##### Extract provided

The other day, Julie, Jesse and I decided to run home from the church where we've been working instead of taking the bus. A small, seemingly insignificant task, you might surmise; how wrong you would be. How wrong we were.
Quito is situated high in the mountains of Ecuador, and our ministry site is a twenty-minute bus ride from our house. All downhill. To put it into perspective, often when we wake up in the morning the clouds are lazily hovering over the city below and we're able to look at them from above, to see the shadows they cast on what seem to be dollhouses and play buildings, to see their puffy tops wisp and twirl across the sky and settle above a sleepy city; a mountain's-eye view, if you will. It's breathtaking and gorgeous as we sit comfortably settled somewhere around 10,000 feet above sea level.
Taking that into account, I'm not sure why the three of us thought it'd be awesome to run up the side of a literal mountain to get home.
Replace the romance of the above description with searing thighs and uncoordinated heaving and you'll get a more accurate picture of how Tuesday afternoon went. Covered in dirt and paint from the day's worth of work, we began strongly as we ran to the main road, running for ten minutes without stopping despite the eyebrow-cocked stares and the giggle-ridden glances from the people on the street as they watched three very white girls splotched with very white paint spatters run by them through the crowded streets. Once we made it to the turn, though, it was all uphill from there. And I mean that most literally.
Not only did the incline go from Richard Simmons to Jillian Michaels, the buses and cars that packed the road beside us were emitting black clouds of pollution that seemed to be perfectly timed with my desperate gasps for air. Fortunately for me and my legs that measure up about three inches short of both Julie's and Jesse's, we were forced to walk when the sidewalk turned into a 6-inch span of dirt next to a sewage ditch full of liquid and trash.
At this point, my heart was pounding. My lungs were cramping. My iPod was playing all of the wrong music. The uphill only got steeper. The buses and cars only reeled dangerously closer to the edge of the road that we were teetering across like inexperienced gymnasts on bad balance beams. The road continued winding, and we continued climbing.
I remember specifically thinking to myself at one point, "I honestly don't know that I can keep doing this," and then God reminded me of a similar lesson I learned this summer.
When you're climbing a mountain, you have three choices.
You can turn around and go back, never reaching your destination. You can give up.
You can stop, never reaching any destination at all, remaining in the same place until you're forced into option one or three.
You can keep going, push through the difficulty and make it. You can press into the challenge.

##########
##### Records provided

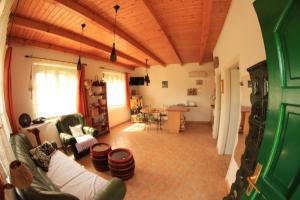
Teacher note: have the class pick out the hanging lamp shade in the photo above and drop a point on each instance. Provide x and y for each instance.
(147, 78)
(79, 58)
(79, 63)
(113, 55)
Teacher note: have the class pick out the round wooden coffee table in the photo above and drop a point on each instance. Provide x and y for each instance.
(99, 156)
(121, 163)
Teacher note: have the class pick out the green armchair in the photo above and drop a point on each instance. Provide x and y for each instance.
(65, 135)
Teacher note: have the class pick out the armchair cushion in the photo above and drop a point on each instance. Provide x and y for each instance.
(67, 139)
(90, 130)
(40, 158)
(84, 142)
(63, 128)
(76, 130)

##########

### Work to do
1. Please write out the Quito running post starting at the words "At this point, my" and stopping after "we continued climbing.".
2. Answer these questions from the Quito running post:
(a) How long is the bus ride from the house to the ministry site?
(b) For how long did the three run without stopping at the start?
(c) How many choices does the writer say you have when climbing a mountain?

### Worked answers
1.
At this point, my heart was pounding. My lungs were cramping. My iPod was playing all of the wrong music. The uphill only got steeper. The buses and cars only reeled dangerously closer to the edge of the road that we were teetering across like inexperienced gymnasts on bad balance beams. The road continued winding, and we continued climbing.

2.
(a) Twenty minutes.
(b) Ten minutes.
(c) Three.